* **Your task**
Decide whether each statement below agrees with the case caption. For each, answer yes or no and quote the words from the caption that decide it.
1. The appeal comes from the United States District Court for the Western District of Pennsylvania.
2. The matter was submitted on May 13, 2004.
3. Daniel Holler is identified as Regional Administrator.

* **Reading passage**
RONALD W. COOMBS, Executor of the Estate of WILLIAM R.
COOM BS, DECEASED; BILLIE M. YOST; JACK W. SHRUM; ROTOCAST
PLASTIC PRODUCTS; ESSEX ENVIRONMENTAL INDUSTRIES, INC;
TIONESTA BOROUGH COUNCIL, OF FORREST COUNTY; RONALD HALL,
President of Borough Council, in an individual and official
capacity; SCOTT DAUM, BOROUGH MANAGER OF TIONESTA, in an
individual and official capacity; COMM ONWEALTH OF PENNSYLVANIA
DEPARTMENT OF ENVIRONMENTAL PROTECTION ("DEP"); GARY WOZNIAK,
in an individual and official capacity as an agent of the DEP;
DANIEL HOLLER, Emergency Response Coordinator, Northwest
Region, in an individual and official capacity, as an agent
of the DEP; MICHAEL MCCABE, Regional Administrator, Region
III, U.S. E.P.A.; COLLEEN CALL, in her Official Capacity
Only as Administrator of Tionesta Borough Borough; UNITED
STATES OF AMERICA ENVIRONMENTAL PROTECTION AGENCY
___________
On Appeal from the United States District Court
for the Western District of Pennsylvania
(D.C. Civil No. 95-cv-00342E)
District Judge: The Honorable Sean J. McLaughlin
___________
Submitted Under Third Circuit LAR 34.1(a)
May 13, 2004
Before: NYGAARD, McKEE, and CHERTOFF, Circuit Judges.

(Source data)
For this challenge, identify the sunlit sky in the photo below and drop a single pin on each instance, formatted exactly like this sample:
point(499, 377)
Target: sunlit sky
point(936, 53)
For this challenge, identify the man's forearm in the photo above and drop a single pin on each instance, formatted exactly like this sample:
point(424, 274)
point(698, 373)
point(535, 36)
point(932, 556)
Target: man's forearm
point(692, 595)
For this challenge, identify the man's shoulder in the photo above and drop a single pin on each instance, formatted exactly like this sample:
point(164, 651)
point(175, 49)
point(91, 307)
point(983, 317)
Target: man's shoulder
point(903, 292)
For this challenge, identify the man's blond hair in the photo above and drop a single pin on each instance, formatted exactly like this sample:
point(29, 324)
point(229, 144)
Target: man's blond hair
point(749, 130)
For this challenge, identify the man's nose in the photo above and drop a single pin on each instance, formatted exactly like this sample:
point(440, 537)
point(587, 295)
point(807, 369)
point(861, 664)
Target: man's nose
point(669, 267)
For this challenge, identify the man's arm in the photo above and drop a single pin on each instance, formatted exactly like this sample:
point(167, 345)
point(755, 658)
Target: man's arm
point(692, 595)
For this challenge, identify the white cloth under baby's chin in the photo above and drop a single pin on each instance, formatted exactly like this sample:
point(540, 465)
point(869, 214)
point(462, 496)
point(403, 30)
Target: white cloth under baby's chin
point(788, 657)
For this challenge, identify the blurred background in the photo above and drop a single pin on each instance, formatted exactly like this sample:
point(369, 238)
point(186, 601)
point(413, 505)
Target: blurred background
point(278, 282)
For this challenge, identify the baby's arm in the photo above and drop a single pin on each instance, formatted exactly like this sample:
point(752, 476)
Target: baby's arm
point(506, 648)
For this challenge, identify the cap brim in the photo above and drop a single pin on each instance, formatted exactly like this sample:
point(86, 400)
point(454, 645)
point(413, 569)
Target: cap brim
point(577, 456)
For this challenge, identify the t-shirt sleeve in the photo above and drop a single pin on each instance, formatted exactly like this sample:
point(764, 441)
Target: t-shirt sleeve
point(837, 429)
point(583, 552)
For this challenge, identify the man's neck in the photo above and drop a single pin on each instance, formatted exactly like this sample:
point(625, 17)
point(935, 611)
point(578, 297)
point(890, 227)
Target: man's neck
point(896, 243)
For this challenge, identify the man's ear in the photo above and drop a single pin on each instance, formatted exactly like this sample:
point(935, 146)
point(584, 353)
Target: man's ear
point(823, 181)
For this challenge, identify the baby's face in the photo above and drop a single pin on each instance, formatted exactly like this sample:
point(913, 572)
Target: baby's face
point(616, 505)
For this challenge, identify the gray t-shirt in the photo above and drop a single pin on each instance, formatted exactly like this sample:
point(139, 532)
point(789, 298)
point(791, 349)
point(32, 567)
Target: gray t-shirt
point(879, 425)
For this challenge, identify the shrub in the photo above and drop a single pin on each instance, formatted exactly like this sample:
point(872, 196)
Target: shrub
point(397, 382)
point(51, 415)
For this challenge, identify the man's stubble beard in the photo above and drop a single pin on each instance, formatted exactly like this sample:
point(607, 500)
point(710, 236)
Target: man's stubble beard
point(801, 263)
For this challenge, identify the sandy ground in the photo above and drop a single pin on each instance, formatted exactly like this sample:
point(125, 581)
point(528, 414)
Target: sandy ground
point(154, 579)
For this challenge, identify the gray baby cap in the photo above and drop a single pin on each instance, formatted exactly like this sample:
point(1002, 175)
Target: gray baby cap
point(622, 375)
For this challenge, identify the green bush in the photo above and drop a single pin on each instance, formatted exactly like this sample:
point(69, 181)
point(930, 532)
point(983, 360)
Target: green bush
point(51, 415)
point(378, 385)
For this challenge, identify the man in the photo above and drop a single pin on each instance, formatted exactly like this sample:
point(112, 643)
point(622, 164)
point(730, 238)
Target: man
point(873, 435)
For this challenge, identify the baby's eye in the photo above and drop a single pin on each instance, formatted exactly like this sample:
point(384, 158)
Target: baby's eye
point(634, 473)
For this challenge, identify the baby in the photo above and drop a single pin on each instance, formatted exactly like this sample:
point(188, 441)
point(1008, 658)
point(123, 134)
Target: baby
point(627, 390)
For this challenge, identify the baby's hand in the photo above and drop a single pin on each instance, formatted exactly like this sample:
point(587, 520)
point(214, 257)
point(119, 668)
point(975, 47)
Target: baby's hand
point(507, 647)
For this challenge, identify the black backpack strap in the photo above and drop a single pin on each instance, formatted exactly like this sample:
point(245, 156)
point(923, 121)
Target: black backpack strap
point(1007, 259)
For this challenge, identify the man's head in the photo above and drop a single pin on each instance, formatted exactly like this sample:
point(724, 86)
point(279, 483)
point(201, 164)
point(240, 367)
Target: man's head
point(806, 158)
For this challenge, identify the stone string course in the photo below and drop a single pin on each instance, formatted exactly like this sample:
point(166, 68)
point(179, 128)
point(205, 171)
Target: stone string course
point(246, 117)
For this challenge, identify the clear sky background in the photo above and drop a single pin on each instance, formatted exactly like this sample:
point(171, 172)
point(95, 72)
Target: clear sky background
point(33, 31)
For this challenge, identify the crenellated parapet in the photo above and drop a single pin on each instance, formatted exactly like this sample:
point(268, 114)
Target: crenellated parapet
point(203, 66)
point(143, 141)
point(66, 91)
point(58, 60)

* **Final result**
1. Yes: "On Appeal from the United States District Court for the Western District of Pennsylvania"
2. Yes: "Submitted Under Third Circuit LAR 34.1(a) May 13, 2004"
3. No: "DANIEL HOLLER, Emergency Response Coordinator, Northwest Region"